- [Work to be completed]
Return every line of the records below verbatim, with nothing altered, added or left out.

--- Stored data ---

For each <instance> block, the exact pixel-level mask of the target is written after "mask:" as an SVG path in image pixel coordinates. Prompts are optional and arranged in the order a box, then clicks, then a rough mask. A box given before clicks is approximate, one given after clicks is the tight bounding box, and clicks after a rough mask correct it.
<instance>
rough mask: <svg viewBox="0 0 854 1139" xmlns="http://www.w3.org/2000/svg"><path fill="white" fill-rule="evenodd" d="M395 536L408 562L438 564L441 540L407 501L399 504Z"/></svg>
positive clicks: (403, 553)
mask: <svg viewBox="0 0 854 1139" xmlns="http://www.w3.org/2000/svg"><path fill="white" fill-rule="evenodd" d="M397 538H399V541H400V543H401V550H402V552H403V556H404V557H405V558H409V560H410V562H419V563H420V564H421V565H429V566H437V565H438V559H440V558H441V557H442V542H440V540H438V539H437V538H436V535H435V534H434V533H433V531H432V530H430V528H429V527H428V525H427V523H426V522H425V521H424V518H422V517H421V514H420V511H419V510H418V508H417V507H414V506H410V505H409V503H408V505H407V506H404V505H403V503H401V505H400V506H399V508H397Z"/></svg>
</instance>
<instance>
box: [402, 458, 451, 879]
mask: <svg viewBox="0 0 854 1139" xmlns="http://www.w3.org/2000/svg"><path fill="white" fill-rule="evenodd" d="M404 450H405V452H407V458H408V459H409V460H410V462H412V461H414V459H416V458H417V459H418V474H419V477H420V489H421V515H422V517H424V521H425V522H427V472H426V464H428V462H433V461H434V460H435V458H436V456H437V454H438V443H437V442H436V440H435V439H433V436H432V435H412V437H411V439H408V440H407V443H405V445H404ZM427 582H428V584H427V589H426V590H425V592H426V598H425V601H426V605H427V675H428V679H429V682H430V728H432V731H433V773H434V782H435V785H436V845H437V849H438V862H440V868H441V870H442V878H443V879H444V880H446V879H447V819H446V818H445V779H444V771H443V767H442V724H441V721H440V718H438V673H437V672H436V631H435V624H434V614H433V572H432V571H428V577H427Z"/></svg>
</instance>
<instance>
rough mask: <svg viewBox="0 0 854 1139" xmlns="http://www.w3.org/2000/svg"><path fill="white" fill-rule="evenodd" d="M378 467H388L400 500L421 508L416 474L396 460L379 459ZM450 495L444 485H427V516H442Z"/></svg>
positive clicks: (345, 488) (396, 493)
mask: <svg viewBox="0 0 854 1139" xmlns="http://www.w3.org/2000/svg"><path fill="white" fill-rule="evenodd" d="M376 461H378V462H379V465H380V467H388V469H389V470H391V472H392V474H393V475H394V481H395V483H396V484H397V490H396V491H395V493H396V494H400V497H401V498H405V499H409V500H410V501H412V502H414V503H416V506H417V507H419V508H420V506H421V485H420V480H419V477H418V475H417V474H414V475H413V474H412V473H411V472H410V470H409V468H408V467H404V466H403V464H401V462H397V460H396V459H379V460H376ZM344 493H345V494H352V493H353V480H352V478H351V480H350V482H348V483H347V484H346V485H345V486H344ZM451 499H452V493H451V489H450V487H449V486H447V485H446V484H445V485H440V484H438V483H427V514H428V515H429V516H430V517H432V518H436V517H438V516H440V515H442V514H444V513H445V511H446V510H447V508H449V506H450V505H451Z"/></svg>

---

- [Answer to this exercise]
For each <instance> block, the exact pixel-level mask of the target is written after "mask:" as an SVG path in image pixel coordinates. Prompts are optional and arranged in the order a box, then clicks, then a rough mask. A box given before clicks is approximate, one given after clicks is the tight bounding box, and clicks after a rough mask correct it.
<instance>
rough mask: <svg viewBox="0 0 854 1139" xmlns="http://www.w3.org/2000/svg"><path fill="white" fill-rule="evenodd" d="M395 536L408 562L438 564L441 540L407 501L399 504Z"/></svg>
positive clicks: (403, 553)
mask: <svg viewBox="0 0 854 1139" xmlns="http://www.w3.org/2000/svg"><path fill="white" fill-rule="evenodd" d="M397 538H399V541H400V543H401V550H402V552H403V556H404V557H405V558H409V560H410V562H419V563H420V564H421V565H429V566H437V565H438V559H440V558H441V557H442V542H440V540H438V539H437V538H436V535H435V534H434V533H433V531H432V530H430V528H429V527H428V525H427V523H426V522H425V521H424V518H422V517H421V514H420V511H419V510H418V508H417V507H414V506H410V505H409V503H408V505H407V506H404V505H403V503H401V505H400V506H399V508H397Z"/></svg>
</instance>
<instance>
box: [402, 458, 451, 879]
mask: <svg viewBox="0 0 854 1139" xmlns="http://www.w3.org/2000/svg"><path fill="white" fill-rule="evenodd" d="M404 450H405V452H407V458H408V459H409V460H410V462H412V461H414V459H416V458H417V459H418V474H419V477H420V489H421V515H422V517H424V521H425V522H427V472H426V464H428V462H433V461H434V460H435V458H436V456H437V454H438V443H437V442H436V440H435V439H433V436H432V435H412V437H411V439H408V440H407V443H405V445H404ZM427 582H428V584H427V589H426V590H425V592H426V598H425V601H426V605H427V675H428V679H429V682H430V728H432V731H433V773H434V782H435V785H436V845H437V849H438V862H440V868H441V870H442V878H443V879H444V880H446V879H447V819H446V818H445V779H444V771H443V767H442V724H441V721H440V718H438V673H437V672H436V631H435V624H434V614H433V572H432V571H428V577H427Z"/></svg>
</instance>
<instance>
rough mask: <svg viewBox="0 0 854 1139" xmlns="http://www.w3.org/2000/svg"><path fill="white" fill-rule="evenodd" d="M378 467H388L400 500L421 508L416 474L396 460L379 459ZM450 495L444 485H427V516H442Z"/></svg>
positive clicks: (345, 488) (396, 493)
mask: <svg viewBox="0 0 854 1139" xmlns="http://www.w3.org/2000/svg"><path fill="white" fill-rule="evenodd" d="M376 461H378V462H379V465H380V467H388V469H389V470H391V472H392V474H393V475H394V481H395V483H396V484H397V490H396V491H395V493H396V494H400V497H401V498H405V499H409V500H410V501H412V502H414V503H416V506H417V507H419V508H420V506H421V485H420V480H419V477H418V475H417V474H414V475H413V474H412V473H411V472H410V470H409V468H408V467H404V466H403V464H401V462H397V460H396V459H379V460H376ZM344 493H345V494H352V493H353V480H352V478H351V480H350V482H348V483H347V484H346V485H345V486H344ZM451 499H452V493H451V489H450V487H449V486H447V485H446V484H445V485H440V484H438V483H427V514H428V515H429V516H430V517H432V518H436V517H438V516H440V515H442V514H444V513H445V511H446V510H447V508H449V506H450V505H451Z"/></svg>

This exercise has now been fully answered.